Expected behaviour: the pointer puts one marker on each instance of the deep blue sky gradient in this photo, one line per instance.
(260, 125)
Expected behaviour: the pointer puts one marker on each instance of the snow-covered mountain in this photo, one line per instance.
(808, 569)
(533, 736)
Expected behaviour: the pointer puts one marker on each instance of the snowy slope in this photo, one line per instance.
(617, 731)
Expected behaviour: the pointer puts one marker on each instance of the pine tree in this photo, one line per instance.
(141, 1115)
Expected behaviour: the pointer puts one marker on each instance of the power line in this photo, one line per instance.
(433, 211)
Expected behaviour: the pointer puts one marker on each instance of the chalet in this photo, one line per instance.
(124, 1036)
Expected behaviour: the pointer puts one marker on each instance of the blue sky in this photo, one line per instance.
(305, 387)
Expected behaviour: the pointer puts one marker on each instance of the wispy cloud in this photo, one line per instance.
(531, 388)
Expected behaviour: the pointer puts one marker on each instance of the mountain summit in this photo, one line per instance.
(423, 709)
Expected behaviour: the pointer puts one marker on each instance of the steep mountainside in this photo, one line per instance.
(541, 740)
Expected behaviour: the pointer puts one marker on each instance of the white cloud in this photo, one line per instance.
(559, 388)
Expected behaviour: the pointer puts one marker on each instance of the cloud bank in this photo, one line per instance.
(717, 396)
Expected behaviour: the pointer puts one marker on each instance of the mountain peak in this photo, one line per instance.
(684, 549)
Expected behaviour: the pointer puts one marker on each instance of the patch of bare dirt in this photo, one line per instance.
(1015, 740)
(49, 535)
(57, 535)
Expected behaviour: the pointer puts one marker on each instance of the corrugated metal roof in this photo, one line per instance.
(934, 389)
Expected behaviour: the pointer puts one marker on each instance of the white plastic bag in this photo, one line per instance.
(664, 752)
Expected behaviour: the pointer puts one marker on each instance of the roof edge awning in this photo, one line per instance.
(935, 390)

········

> SET EXERCISE
Render every line of the records above as a Markdown table with the columns No. and Line, giving one row per line and omitting any blank lines.

> RESULT OF THIS TASK
| No. | Line |
|---|---|
| 1 | Expected behaviour: the pointer puts one marker on each instance of the deep blue sky gradient in this photo, one line per instance. |
| 2 | (260, 125) |
| 3 | Expected behaviour: the pointer puts one marker on each instance of the snow-covered mountain in this photo, one line per instance. |
| 4 | (808, 569) |
| 5 | (533, 736) |
| 6 | Expected behaviour: the pointer puts one marker on each instance of the snowy slope in this photo, one line per instance. |
| 7 | (617, 731) |
| 8 | Expected behaviour: the pointer puts one marker on each instance of the pine tree in this photo, one line per instance. |
| 9 | (141, 1115) |
| 10 | Expected behaviour: the pointer puts one marker on each instance of the power line in this photo, one line per instance. |
| 11 | (433, 211) |
| 12 | Expected behaviour: the pointer puts one marker on each instance of the chalet in this photo, one line per instance. |
| 13 | (124, 1036) |
| 14 | Expected behaviour: the pointer puts one marker on each instance of the blue sky in this photo, one line per instance. |
| 15 | (305, 387) |
| 16 | Expected behaviour: the pointer puts one marker on each instance of the wispy cloud in this photo, one line per instance. |
| 17 | (531, 388) |
| 18 | Expected behaviour: the pointer puts one marker on each instance of the mountain summit in this photo, one line per instance. |
| 19 | (423, 709) |
| 20 | Expected behaviour: the pointer puts one marker on each instance of the steep mountainside in this photo, one line per instance. |
| 21 | (541, 740) |
| 22 | Expected behaviour: the pointer puts one marker on each instance of the white cloud in this photo, one line per instance. |
| 23 | (559, 388) |
| 24 | Expected behaviour: the pointer puts one marker on each instance of the cloud bank in this photo, one line per instance. |
| 25 | (717, 396) |
| 26 | Expected behaviour: the pointer puts one marker on each instance of the mountain peak in this photo, one line per instance. |
| 27 | (684, 549) |
| 28 | Expected behaviour: the pointer puts one marker on each instance of the patch of bare dirt in this photo, one line per instance. |
| 29 | (1015, 740) |
| 30 | (49, 535) |
| 31 | (57, 535) |
| 32 | Expected behaviour: the pointer puts one marker on each instance of the corrugated metal roof in this photo, one line per instance. |
| 33 | (934, 389) |
| 34 | Expected behaviour: the pointer puts one marker on each instance of the white plastic bag in this photo, one line per instance. |
| 35 | (664, 752) |
| 36 | Expected behaviour: the pointer puts one marker on each instance of the roof edge awning in this photo, one line per instance. |
| 37 | (935, 390) |